>> START Source passage

I believe it's Michael Shamos; his Yale PHD thesis was a starting
point for much of the recent 'computational geometry' literature.
Very little of the computational geometry papers are actually useful
in the real world. Most are exercises in asymptotic analysis of algorithms
and can't be easily applied in practice. For example, so-called
"plane sweep" techniques look really nice on paper, but it is quite
difficult to make such techniques work when any lines or faces
are coincident, parallel to a certain coordinate axis, or if many lines,
faces, etc intersect at a point.
Still, there are a lot of good ideas to try...
- Jim
|
900.10 | Turbo Vector Quantization | MAMIE::BOTTOMS | | Tue Oct 18 1988 12:12 | 12 |
| If I understand the problem it is also referred to as Vector
Quantization. The approach suggested in the book on Image Processing
by Gonzales and Wintz is to take the log of the histogram of points
and then assign new vectors to the resulting histogram such that
the greatest area under the curve is covered by at least one vector.

>> END Source passage

_Given request 1_
Which lines in the rows below contain the word "rock"? Collect every one of them.

>> START Input records

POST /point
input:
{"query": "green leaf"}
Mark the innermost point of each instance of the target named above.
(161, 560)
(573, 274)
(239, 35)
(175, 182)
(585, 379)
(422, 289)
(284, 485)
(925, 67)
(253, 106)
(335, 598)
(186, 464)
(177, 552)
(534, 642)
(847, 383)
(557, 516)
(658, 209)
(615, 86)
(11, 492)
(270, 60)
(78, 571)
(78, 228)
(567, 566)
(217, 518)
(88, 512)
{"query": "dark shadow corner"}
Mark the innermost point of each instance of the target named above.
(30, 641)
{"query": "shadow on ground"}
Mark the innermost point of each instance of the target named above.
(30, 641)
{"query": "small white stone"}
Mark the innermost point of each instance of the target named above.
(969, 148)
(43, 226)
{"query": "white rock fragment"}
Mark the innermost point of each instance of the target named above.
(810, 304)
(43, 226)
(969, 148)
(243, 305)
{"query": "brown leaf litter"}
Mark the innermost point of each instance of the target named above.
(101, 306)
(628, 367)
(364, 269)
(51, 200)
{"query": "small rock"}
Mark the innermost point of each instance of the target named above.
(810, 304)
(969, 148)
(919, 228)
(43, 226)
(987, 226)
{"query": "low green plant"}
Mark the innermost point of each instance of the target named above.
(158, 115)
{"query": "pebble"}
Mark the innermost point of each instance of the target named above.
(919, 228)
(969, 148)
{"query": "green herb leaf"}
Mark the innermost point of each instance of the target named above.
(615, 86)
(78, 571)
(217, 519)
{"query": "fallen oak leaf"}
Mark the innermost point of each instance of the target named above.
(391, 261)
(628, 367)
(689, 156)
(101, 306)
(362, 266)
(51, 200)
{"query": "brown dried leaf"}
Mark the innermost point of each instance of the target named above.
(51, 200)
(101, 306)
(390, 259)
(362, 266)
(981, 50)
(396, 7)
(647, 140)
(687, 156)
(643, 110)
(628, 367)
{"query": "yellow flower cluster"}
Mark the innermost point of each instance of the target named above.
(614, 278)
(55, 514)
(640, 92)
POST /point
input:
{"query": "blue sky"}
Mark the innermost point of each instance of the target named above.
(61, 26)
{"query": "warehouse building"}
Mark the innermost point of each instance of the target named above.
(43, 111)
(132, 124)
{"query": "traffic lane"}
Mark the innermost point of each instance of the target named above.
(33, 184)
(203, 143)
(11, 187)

>> END Input records

_Given request 2_
What comes next in the computational geometry discussion above? Supply the text that follows its last sentence.

_Final answer 1_
{"query": "white rock fragment"}
{"query": "small rock"}

_Final answer 2_
Again, this does not cover the psycho-visual question totally but
the log compression does help. It also helps in dealing with the
busy work of making sure multiple new vectors are not assigned to
the same original vector. Other variations of this approach use
a
"bin seeding" algorithm but it is essentially the same math with
an easier algorithm to implement.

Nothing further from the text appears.